(What is expected)
Produce an exact copy of all records below.

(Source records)
● ● ●

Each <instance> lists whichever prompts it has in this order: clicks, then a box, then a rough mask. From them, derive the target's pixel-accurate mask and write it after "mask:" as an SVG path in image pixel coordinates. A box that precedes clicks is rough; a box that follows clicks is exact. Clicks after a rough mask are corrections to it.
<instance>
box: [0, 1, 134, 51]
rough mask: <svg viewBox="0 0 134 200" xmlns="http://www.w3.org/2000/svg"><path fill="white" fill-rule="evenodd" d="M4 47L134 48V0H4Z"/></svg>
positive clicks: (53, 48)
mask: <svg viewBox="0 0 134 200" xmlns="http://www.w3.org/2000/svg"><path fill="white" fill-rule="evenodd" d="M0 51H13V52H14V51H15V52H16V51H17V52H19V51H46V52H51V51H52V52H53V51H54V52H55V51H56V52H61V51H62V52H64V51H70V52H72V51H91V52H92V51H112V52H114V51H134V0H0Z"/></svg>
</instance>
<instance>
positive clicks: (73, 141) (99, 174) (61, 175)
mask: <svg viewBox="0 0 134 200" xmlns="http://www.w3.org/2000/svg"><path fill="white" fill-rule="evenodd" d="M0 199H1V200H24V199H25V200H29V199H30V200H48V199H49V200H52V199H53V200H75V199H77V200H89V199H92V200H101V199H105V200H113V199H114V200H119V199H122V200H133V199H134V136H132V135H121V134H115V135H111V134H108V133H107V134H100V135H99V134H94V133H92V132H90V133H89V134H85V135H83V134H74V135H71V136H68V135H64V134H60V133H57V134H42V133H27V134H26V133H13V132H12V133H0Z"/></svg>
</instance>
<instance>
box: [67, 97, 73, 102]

● ● ●

(Response area)
Each <instance> lists whichever prompts it has in this order: clicks, then a box, then a rough mask. From them, derive the target's pixel-accurate mask and write it after "mask:" as an SVG path in image pixel coordinates. A box that precedes clicks is rough; a box that follows clicks is exact. Clicks after a rough mask are corrections to it.
<instance>
box: [0, 1, 134, 51]
rough mask: <svg viewBox="0 0 134 200" xmlns="http://www.w3.org/2000/svg"><path fill="white" fill-rule="evenodd" d="M4 47L134 48V0H4Z"/></svg>
positive clicks: (53, 48)
mask: <svg viewBox="0 0 134 200" xmlns="http://www.w3.org/2000/svg"><path fill="white" fill-rule="evenodd" d="M0 51H13V52H14V51H15V52H16V51H17V52H19V51H46V52H51V51H52V52H53V51H54V52H55V51H56V52H61V51H62V52H64V51H70V52H72V51H91V52H92V51H112V52H114V51H134V0H0Z"/></svg>
</instance>
<instance>
positive clicks: (73, 141) (99, 174) (61, 175)
mask: <svg viewBox="0 0 134 200" xmlns="http://www.w3.org/2000/svg"><path fill="white" fill-rule="evenodd" d="M0 199H1V200H24V199H25V200H29V199H30V200H48V199H49V200H52V199H53V200H75V199H77V200H89V199H92V200H101V199H105V200H113V199H114V200H119V199H122V200H133V199H134V136H132V135H121V134H115V135H111V134H108V133H107V134H100V135H99V134H94V133H92V132H90V133H89V134H85V135H83V134H74V135H71V136H68V135H64V134H60V133H57V134H42V133H27V134H26V133H13V132H12V133H0Z"/></svg>
</instance>
<instance>
box: [67, 97, 73, 102]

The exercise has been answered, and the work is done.